*Data for this exercise*:
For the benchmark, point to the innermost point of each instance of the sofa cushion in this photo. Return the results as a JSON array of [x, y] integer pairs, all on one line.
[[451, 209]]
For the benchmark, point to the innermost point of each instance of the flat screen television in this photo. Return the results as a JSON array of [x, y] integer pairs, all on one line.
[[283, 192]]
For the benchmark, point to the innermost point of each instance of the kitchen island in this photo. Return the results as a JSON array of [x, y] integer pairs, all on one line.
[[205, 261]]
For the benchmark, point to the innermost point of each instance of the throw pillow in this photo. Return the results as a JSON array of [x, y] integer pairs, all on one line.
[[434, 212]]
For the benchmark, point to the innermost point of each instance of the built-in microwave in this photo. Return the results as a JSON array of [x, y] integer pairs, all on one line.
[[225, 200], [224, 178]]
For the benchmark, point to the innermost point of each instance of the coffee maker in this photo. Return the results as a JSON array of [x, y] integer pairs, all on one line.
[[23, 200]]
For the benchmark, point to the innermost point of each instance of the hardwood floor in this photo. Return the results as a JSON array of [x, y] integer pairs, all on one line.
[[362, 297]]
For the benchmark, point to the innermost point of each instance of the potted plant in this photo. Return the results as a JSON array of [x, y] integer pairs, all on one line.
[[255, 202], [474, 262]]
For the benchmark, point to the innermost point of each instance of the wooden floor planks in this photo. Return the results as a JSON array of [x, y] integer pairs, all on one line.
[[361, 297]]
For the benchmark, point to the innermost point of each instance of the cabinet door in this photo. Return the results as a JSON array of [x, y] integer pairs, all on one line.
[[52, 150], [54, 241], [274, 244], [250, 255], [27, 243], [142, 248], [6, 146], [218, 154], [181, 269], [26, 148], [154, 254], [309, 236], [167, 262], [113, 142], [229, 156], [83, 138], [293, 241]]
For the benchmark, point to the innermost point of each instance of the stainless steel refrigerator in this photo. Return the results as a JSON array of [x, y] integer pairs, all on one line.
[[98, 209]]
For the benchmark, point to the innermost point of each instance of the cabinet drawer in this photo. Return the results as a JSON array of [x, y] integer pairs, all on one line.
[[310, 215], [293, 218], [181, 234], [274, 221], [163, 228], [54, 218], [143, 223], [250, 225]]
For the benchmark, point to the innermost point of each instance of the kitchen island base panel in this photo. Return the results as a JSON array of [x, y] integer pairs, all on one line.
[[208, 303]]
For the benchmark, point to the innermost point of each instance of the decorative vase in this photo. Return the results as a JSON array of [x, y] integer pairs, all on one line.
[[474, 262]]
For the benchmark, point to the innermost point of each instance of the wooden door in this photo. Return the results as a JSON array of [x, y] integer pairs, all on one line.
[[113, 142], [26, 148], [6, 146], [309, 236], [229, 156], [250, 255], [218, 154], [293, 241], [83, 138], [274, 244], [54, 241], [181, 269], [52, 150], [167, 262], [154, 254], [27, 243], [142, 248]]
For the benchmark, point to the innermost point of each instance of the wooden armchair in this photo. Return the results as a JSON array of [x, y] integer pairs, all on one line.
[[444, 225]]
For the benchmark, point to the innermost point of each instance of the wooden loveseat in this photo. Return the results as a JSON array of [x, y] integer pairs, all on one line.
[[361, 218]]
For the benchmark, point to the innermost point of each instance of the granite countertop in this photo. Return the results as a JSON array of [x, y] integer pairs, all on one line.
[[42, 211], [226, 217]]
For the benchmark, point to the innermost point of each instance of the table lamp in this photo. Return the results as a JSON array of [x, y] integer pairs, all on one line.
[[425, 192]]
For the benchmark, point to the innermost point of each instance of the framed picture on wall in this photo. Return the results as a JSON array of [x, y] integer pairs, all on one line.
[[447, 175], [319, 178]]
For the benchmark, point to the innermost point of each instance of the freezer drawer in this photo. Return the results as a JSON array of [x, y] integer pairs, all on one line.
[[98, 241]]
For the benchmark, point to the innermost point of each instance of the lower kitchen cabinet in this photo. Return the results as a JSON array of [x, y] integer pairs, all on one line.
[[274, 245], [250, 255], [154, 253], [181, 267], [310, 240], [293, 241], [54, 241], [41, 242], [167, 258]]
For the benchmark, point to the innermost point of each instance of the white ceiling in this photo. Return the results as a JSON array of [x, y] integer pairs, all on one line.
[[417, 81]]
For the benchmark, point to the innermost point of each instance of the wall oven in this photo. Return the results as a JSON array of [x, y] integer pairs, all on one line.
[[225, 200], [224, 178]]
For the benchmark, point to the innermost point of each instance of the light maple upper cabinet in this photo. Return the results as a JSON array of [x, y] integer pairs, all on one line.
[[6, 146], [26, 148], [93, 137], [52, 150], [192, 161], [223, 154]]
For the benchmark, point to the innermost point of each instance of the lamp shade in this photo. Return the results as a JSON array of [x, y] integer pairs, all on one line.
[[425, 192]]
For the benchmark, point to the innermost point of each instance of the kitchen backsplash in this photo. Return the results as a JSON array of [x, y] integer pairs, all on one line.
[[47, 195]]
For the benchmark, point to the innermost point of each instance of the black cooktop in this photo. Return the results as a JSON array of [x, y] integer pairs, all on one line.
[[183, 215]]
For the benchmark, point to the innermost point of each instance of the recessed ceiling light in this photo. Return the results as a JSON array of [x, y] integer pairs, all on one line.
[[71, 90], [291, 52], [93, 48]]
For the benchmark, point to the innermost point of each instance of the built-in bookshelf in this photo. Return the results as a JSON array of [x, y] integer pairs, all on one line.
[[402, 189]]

*Aim of the task*: Reproduce the records above exactly as they appear.

*Final answer*:
For the benchmark, point to the innermost point of each instance of the sofa cushion in this photo. Return the results as a JSON array of [x, y] integer pairs, all on one line.
[[451, 209]]
For the benchmark, point to the innermost point of each instance of the flat screen television in this photo. Return the results as a JSON array of [x, y] integer pairs, all on one line.
[[283, 192]]
For the benchmark, point to the innermost point of each instance of the kitchen island in this photo. Return the results as a JSON array of [x, y] integer pairs, all on one line.
[[205, 261]]
For the benchmark, point to the innermost point of each instance of the throw pillow in this photo. Return the results as a JSON array of [x, y] integer pairs, all on one line.
[[434, 212]]
For the benchmark, point to the innermost point of each instance of the built-in microwave in this photo. Return the results as a JSON array of [x, y] integer pairs, all on one line.
[[225, 200], [224, 178]]
For the benchmark, point to the innermost point of each instance of the coffee maker in this photo. Return the results as a JSON array of [x, y] integer pairs, all on one line.
[[23, 200]]
For the benchmark, point to the innermost point of each instance of the hardwood floor in this photo. Return the results as a JSON array of [x, y] integer pairs, all on one line.
[[362, 297]]
For the benchmark, point to the innermost point of each instance of the potted plant in this photo. Return the results as a JSON array of [x, y] integer pairs, all on one line.
[[255, 202], [474, 262]]
For the benchmark, point to the innermost point of each instance of the wooden floor planks in this photo. Return the results as a JSON array of [x, y] integer pairs, all on one line.
[[361, 297]]
For the benchmark, point to the innermost point of each instance of the cabinet door in this photo. Return the results as a JSON array of [x, y] integer pairs, all on one line.
[[52, 150], [54, 241], [274, 244], [250, 255], [27, 243], [142, 248], [6, 146], [218, 154], [181, 269], [26, 148], [154, 254], [309, 236], [167, 262], [113, 142], [229, 156], [83, 138], [293, 241]]
For the benchmark, point to the innermost point of each instance of the stainless steel refrigerator in this photo. Return the results as a JSON array of [x, y] integer pairs, all on one line.
[[98, 209]]
For the benchmark, point to the innermost point of each instance of the cabinet drawer in this photo. Return the results as a JSON array of [x, y] integer pairs, all on one line.
[[310, 215], [293, 218], [181, 234], [274, 221], [163, 228], [54, 218], [143, 223], [250, 225]]
For the benchmark, point to the innermost point of each instance of the kitchen island base panel in this photo. Return the results as a JSON array of [x, y] integer pairs, all on one line.
[[208, 303]]
For the benchmark, point to the innermost point of each instance of the decorative vase in this photo. Return the results as a JSON array of [x, y] integer pairs, all on one line.
[[474, 262]]
For the benchmark, point to the innermost point of each instance of the wooden door in this photo. Return the results as a JSON array of [x, y] integer pairs, all on one line.
[[113, 142], [26, 148], [6, 146], [309, 236], [229, 156], [250, 255], [218, 154], [293, 241], [83, 138], [274, 244], [54, 241], [181, 269], [52, 150], [167, 262], [154, 254], [27, 243], [142, 248]]
For the benchmark, point to the innermost point of each instance of the wooden armchair in this photo. Return the results as a JSON array of [x, y] integer pairs, all on one line.
[[444, 225]]
For the benchmark, point to the innermost point of each instance of the wooden loveseat in this photo. Return the results as a JSON array of [x, y] integer pairs, all on one line.
[[361, 218]]
For the benchmark, point to the innermost point of each instance of the granite countertop in this photo. Return the results as a JSON array of [x, y] integer pairs, all on one line.
[[42, 211], [226, 217]]
For the benchmark, point to the innermost point of each instance of the table lamp in this photo. Return the results as a JSON array of [x, y] integer pairs, all on one line.
[[425, 192]]
For the benchmark, point to the innermost point of each instance of the framed picture on wall in this photo. Return the results as a JSON array of [x, y] integer pairs, all on one line.
[[447, 175], [319, 178]]
For the benchmark, point to the innermost point of each instance of the freezer drawer in this photo. Return the results as a JSON array of [x, y] integer pairs, all on one line.
[[98, 241]]
For the benchmark, point to the innermost point of each instance of the lower kitchen cabinet in this photo. Return the results as a JSON array of [x, y] integer pairs, all on one line.
[[274, 245], [250, 255], [154, 253], [181, 267], [310, 240], [293, 241], [54, 241], [41, 242], [167, 258]]
For the benchmark, point to the innermost point of each instance of the white ceiling in this photo. Return the results as a JSON array of [x, y] integer pairs, all on one line.
[[417, 81]]
For the benchmark, point to the innermost point of each instance of the wall oven in this photo. Return the results as a JSON array of [x, y] integer pairs, all on one line.
[[225, 200], [224, 178]]
For the benchmark, point to the innermost point of each instance of the light maple upper cabinet in this photo. Return the results as a JSON array of [x, y] integer pairs, all on one line.
[[6, 146], [26, 148], [93, 137], [52, 150], [192, 161], [223, 154]]
For the benchmark, point to the innermost point of each instance of the lamp shade in this photo. Return the results as a JSON array of [x, y] integer pairs, all on one line.
[[425, 192]]
For the benchmark, point to the innermost point of each instance of the kitchen backsplash in this photo. Return the results as a JSON array of [x, y] integer pairs, all on one line.
[[47, 195]]
For the benchmark, point to the innermost point of each instance of the black cooktop in this photo. Return the results as a JSON array of [x, y] integer pairs, all on one line.
[[183, 215]]
For the benchmark, point to the innermost point of each instance of the recessed ceiling light in this photo. Return the results as a JSON array of [x, y] integer pairs, all on one line.
[[71, 90], [291, 52], [93, 48]]
For the benchmark, point to the innermost point of each instance of the built-in bookshelf in this photo. Return the results as a JSON array of [x, y] integer pairs, all on one line.
[[402, 189]]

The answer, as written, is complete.